YOUR TASK. In the data below, find the line containing "Would you point out the horse in", then set down that line and every later line up to and including the line containing "Would you point out the brown horse", exactly.

INPUT DATA.

┌──

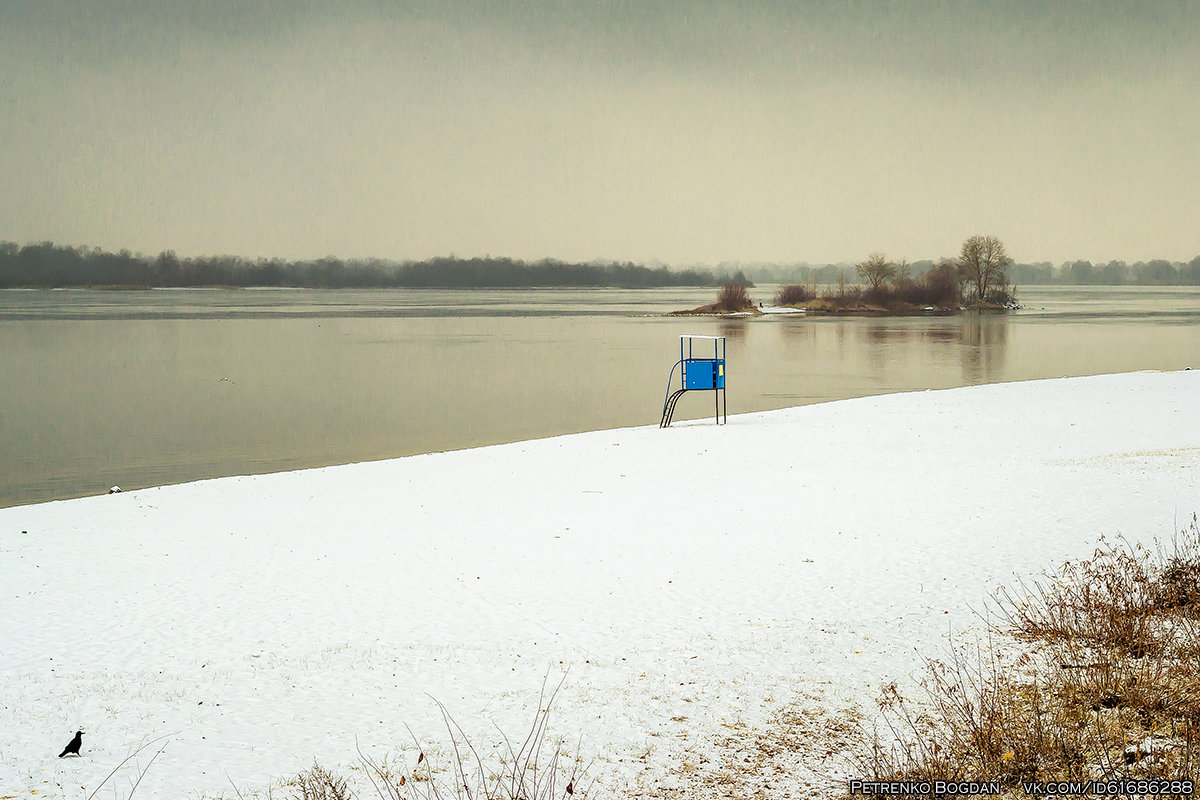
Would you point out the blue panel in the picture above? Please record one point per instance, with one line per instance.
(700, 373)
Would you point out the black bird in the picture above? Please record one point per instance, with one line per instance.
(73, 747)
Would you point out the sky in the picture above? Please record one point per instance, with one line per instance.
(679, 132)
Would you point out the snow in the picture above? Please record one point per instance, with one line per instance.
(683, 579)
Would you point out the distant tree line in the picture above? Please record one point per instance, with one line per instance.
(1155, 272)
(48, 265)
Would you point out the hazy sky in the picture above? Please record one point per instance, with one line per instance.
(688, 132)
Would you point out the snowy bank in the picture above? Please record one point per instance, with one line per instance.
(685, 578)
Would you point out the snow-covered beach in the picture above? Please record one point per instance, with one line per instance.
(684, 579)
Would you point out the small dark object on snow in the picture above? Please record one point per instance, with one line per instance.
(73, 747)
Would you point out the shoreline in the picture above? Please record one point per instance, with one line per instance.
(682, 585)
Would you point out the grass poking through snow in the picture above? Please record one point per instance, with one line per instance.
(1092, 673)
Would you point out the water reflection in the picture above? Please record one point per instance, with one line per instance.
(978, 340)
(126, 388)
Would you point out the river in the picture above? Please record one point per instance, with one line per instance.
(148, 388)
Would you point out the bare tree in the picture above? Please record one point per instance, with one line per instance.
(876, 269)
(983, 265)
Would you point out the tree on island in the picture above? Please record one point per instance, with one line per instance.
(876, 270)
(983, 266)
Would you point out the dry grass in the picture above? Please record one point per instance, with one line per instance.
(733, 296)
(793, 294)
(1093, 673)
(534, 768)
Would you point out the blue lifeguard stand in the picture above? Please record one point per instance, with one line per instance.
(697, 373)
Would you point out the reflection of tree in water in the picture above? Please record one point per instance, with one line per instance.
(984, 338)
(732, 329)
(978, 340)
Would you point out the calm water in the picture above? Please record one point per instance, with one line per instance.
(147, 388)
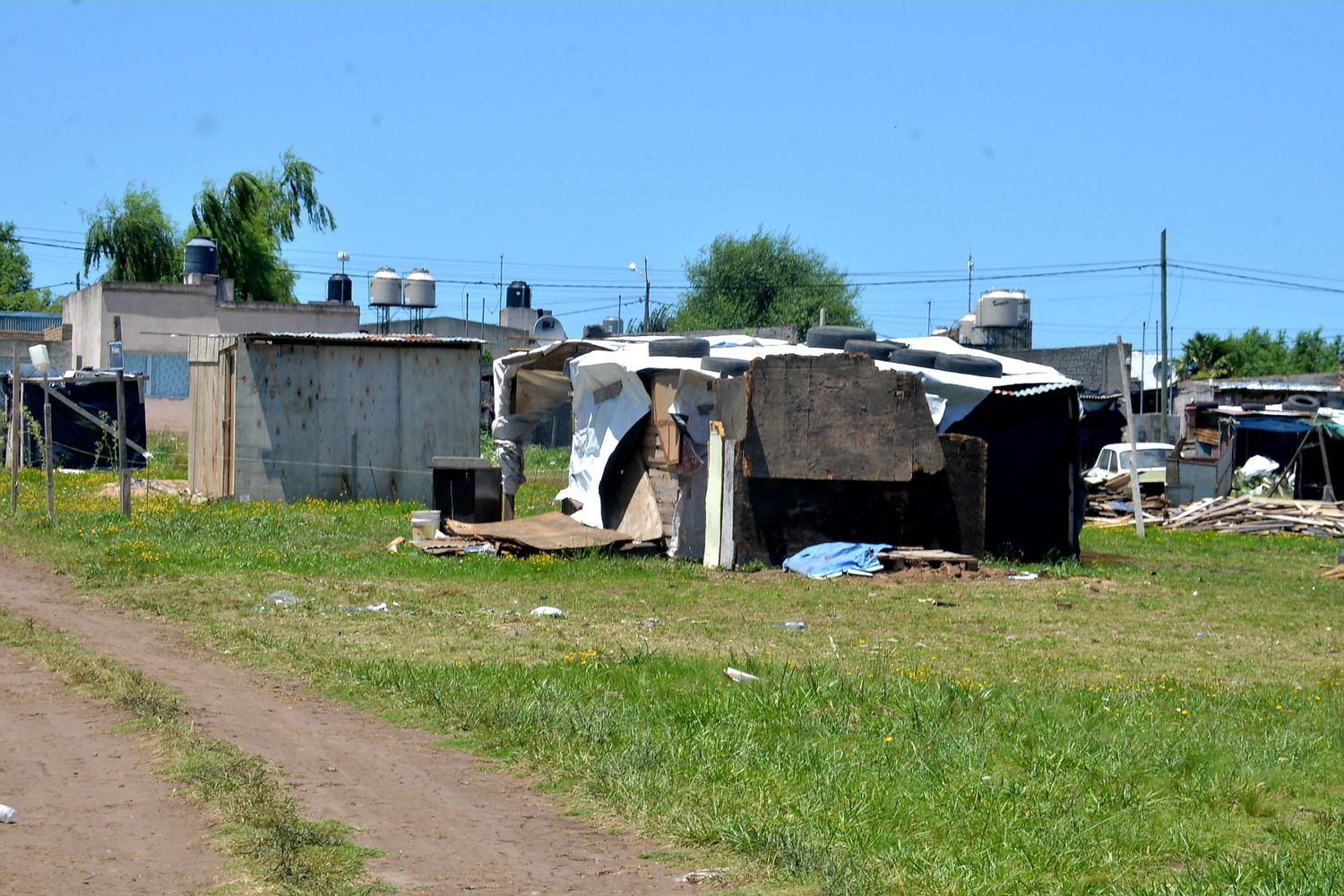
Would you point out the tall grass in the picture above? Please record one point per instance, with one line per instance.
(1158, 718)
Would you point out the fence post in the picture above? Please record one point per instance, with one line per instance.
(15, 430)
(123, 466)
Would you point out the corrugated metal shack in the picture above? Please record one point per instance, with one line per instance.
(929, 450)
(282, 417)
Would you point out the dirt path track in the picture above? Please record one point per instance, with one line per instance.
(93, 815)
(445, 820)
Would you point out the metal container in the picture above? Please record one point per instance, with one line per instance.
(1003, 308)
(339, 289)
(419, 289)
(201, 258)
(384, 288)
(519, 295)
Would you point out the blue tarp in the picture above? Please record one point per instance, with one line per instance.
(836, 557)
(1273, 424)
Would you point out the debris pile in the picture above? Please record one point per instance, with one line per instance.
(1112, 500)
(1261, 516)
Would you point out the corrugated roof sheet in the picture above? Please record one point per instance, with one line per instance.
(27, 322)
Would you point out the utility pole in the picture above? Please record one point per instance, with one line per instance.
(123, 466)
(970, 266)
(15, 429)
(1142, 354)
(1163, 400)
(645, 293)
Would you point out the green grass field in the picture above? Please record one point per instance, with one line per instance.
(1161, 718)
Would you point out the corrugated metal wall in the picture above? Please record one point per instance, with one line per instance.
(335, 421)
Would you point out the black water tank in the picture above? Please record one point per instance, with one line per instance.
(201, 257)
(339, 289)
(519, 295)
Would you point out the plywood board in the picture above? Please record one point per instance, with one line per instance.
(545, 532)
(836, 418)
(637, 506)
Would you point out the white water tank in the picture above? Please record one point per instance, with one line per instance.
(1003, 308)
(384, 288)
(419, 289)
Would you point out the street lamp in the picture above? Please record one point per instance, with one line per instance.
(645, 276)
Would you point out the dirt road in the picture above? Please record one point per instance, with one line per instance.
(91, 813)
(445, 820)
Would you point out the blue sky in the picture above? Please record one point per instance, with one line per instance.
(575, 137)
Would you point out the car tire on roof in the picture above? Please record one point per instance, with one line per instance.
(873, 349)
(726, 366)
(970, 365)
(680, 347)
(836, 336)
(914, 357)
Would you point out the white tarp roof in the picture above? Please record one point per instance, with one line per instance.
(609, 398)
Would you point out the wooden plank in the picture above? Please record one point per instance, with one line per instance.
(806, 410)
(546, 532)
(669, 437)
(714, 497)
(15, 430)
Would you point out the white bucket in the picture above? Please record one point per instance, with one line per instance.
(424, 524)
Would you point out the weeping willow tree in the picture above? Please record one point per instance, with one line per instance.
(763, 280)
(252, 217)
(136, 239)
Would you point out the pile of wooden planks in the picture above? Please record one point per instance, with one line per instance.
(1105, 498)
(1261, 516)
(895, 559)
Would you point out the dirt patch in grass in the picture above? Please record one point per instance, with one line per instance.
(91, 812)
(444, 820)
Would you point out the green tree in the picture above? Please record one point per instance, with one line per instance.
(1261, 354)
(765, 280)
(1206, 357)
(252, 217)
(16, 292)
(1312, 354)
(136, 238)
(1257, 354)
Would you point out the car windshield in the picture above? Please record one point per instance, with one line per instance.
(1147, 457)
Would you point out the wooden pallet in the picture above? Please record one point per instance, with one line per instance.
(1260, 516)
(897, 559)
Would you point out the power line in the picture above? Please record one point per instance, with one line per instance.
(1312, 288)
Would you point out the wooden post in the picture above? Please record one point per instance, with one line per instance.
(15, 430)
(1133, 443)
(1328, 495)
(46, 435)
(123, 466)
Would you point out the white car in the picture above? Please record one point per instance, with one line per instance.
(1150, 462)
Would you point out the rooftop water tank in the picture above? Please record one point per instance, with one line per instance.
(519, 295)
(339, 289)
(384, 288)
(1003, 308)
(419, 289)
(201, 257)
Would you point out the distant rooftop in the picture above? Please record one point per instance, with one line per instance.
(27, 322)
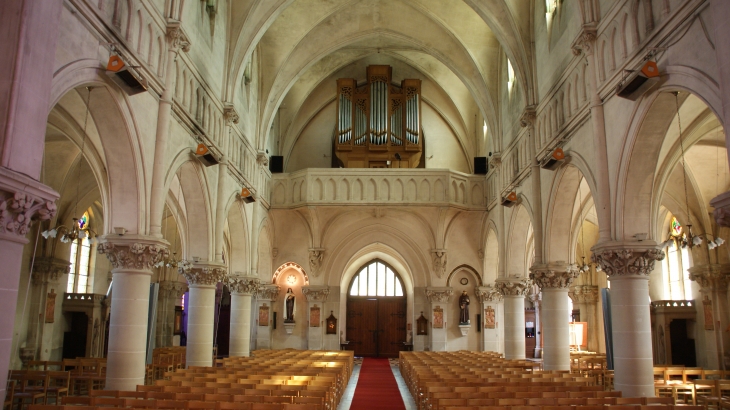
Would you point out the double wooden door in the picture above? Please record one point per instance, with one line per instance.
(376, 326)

└──
┌──

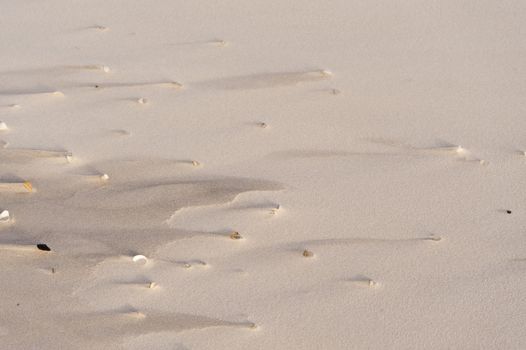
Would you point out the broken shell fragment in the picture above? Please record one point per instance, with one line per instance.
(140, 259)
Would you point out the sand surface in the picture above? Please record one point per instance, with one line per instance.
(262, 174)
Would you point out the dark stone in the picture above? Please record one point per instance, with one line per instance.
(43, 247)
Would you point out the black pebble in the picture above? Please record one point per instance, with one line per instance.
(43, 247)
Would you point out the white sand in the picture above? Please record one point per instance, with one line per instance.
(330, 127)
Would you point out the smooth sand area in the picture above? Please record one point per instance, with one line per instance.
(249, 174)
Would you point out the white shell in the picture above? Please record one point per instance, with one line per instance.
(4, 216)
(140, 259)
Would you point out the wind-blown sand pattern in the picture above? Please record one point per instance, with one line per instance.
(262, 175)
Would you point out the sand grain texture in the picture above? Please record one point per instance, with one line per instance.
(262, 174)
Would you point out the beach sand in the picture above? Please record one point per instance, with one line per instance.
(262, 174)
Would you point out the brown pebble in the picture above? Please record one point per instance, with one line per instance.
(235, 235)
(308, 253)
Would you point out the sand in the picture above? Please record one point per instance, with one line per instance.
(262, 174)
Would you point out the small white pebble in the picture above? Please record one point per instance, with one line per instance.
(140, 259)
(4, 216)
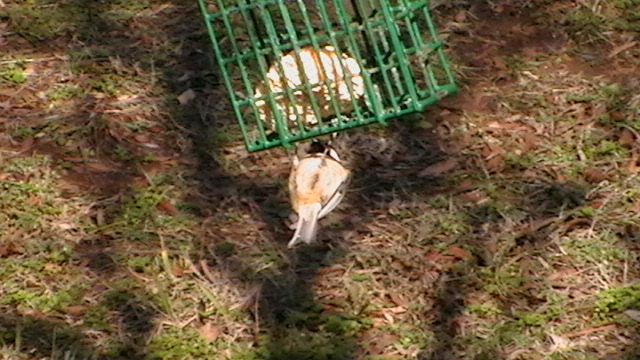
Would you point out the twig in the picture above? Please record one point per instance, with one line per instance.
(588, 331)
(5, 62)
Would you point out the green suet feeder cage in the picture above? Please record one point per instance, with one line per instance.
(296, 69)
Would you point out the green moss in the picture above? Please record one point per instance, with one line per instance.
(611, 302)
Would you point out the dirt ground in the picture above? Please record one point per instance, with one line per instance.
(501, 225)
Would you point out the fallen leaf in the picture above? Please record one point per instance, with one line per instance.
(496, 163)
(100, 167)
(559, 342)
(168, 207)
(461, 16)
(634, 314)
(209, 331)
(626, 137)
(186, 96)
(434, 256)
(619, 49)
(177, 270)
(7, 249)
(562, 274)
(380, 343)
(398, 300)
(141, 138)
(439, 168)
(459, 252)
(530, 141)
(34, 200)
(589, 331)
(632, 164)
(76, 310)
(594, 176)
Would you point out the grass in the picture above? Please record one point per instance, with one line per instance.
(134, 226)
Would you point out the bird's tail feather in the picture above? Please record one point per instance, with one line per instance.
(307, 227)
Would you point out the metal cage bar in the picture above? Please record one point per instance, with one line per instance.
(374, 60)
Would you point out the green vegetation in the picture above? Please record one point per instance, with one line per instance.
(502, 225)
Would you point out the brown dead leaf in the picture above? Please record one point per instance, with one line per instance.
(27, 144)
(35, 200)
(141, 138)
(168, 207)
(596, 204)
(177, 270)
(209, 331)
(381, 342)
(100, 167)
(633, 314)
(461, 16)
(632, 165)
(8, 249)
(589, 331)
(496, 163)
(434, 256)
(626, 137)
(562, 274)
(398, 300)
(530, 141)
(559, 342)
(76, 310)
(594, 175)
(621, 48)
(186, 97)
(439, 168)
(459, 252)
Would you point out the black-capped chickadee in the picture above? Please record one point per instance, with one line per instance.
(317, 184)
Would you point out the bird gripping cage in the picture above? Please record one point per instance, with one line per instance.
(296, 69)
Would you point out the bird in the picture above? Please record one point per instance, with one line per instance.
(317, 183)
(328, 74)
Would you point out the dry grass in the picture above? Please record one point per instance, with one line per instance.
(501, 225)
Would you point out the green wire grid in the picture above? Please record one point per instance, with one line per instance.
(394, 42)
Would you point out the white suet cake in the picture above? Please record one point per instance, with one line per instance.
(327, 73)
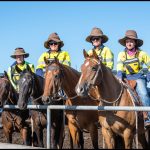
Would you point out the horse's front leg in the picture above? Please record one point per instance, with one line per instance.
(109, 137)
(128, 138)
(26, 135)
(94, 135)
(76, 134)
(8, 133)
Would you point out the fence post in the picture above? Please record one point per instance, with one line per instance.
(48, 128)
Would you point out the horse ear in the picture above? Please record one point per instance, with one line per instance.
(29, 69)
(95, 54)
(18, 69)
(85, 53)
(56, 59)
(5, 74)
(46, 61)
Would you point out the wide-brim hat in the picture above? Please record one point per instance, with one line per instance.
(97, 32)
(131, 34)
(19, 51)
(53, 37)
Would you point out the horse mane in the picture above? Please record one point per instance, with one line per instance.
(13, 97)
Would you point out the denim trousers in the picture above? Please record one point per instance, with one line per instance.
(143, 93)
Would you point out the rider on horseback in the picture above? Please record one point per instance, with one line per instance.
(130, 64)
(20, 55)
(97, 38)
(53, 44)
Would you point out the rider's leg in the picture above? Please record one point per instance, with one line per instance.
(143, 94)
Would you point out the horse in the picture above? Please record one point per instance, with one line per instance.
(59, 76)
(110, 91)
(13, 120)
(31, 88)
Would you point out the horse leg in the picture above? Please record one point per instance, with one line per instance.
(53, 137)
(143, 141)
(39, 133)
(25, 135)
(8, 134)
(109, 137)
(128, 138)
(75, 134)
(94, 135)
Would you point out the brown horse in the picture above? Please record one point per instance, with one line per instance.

└──

EXERCISE SOLUTION.
Would you point out the horse in the picture above? Please record one point per instance, with one line per instance.
(59, 76)
(110, 91)
(13, 120)
(31, 88)
Would you point out the horse leg in the picture above? Please record one point per instance, with one line per instance.
(53, 137)
(143, 141)
(39, 133)
(25, 135)
(8, 134)
(109, 137)
(128, 138)
(75, 134)
(94, 135)
Would you point out the brown horse in the picture above? Please record one point per instance, with one line per instance.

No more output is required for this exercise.